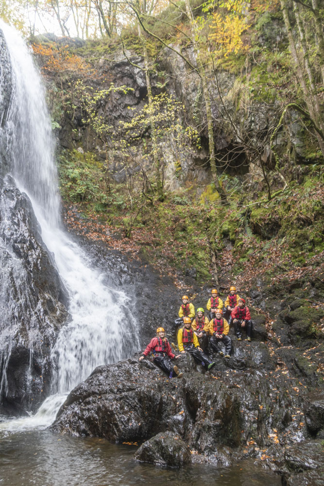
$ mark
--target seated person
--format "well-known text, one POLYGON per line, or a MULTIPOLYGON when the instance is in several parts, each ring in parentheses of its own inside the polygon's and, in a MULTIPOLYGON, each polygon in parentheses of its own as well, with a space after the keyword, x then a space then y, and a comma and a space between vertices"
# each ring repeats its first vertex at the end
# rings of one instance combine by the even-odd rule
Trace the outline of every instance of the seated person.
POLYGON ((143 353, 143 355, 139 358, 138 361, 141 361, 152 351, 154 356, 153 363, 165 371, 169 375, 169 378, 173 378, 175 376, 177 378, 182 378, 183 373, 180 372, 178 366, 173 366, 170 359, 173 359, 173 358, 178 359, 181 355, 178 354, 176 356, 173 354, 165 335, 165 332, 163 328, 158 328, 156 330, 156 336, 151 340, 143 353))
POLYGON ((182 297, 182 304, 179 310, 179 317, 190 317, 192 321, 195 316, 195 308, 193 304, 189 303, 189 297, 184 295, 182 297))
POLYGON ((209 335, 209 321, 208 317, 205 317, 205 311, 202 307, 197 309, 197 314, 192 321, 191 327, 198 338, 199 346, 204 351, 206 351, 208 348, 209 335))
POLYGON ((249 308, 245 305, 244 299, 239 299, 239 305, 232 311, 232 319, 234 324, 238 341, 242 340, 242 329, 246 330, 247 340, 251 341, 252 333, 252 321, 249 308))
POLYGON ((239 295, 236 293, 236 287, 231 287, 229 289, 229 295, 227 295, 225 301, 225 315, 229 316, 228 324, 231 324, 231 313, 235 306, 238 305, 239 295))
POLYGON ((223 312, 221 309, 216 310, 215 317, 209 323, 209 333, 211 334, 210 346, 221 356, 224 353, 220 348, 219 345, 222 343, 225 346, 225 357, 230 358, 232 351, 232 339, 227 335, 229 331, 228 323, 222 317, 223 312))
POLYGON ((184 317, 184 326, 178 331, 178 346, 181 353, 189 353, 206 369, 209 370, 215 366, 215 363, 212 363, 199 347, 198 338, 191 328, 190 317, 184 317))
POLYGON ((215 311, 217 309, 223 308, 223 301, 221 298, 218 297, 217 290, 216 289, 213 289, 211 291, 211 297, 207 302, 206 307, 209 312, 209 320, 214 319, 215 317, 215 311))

━━━━━━━━━━━━━━━━━━━━

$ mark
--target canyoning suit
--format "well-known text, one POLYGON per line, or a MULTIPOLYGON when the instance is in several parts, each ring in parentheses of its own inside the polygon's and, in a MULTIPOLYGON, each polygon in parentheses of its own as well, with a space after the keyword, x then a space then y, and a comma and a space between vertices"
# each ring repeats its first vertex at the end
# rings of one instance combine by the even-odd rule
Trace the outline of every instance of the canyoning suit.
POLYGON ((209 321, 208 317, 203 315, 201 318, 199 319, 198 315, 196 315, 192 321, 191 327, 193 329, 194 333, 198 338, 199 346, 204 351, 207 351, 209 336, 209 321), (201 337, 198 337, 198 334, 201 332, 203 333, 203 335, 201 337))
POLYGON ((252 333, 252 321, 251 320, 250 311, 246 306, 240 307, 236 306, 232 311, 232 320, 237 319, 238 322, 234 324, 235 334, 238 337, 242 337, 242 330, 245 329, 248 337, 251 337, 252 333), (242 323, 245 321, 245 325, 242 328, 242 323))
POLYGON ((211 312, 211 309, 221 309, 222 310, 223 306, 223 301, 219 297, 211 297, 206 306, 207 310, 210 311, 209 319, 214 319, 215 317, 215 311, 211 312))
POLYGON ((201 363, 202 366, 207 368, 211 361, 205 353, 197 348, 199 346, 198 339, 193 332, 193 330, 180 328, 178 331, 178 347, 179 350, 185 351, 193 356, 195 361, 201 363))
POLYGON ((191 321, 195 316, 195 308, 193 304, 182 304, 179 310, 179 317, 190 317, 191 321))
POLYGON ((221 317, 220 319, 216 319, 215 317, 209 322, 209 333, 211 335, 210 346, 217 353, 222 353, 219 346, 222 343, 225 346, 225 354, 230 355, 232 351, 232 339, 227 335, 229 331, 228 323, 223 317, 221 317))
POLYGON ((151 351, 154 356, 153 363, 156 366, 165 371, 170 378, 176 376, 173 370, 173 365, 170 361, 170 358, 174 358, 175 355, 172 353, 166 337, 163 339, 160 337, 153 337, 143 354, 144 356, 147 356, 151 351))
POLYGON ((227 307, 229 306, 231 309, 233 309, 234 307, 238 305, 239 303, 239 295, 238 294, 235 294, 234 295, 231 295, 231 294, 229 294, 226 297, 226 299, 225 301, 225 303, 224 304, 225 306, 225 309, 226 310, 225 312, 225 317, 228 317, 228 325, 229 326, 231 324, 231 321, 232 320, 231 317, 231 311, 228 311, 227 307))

━━━━━━━━━━━━━━━━━━━━

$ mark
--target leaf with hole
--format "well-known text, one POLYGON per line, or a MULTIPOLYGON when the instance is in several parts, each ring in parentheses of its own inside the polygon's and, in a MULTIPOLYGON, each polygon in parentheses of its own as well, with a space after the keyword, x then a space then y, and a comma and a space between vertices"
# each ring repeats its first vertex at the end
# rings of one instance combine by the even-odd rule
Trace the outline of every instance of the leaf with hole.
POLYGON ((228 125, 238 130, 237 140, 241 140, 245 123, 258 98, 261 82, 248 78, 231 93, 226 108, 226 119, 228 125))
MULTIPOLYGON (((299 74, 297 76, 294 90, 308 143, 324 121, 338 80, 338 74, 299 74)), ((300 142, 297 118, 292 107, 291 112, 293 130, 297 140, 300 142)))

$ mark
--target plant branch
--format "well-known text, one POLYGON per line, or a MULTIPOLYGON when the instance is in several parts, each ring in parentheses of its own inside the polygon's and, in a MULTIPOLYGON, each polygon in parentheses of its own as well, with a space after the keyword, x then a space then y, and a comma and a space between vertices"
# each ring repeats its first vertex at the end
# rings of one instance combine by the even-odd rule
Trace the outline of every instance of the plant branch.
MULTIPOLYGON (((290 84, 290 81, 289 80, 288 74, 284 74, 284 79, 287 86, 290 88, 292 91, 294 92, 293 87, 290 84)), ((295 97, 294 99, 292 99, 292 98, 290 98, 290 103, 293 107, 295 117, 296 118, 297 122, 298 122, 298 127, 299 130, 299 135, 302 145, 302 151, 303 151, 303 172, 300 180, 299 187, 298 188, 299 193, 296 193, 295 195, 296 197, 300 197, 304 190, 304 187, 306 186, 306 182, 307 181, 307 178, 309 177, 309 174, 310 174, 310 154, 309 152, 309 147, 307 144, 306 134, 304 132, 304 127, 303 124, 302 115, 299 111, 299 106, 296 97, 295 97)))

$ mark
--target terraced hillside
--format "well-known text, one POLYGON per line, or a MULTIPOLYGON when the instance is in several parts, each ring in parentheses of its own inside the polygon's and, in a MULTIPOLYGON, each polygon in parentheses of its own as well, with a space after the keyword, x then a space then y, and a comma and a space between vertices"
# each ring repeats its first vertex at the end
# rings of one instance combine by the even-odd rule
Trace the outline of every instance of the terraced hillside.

━━━━━━━━━━━━━━━━━━━━

■ CONSIGNES ET EXIGENCES: Listez chaque ligne des items contenant le mot « seated », en la recopiant intégralement.

■ RÉPONSE AU PROBLÈME:
--target seated person
Trace the outline of every instance of the seated person.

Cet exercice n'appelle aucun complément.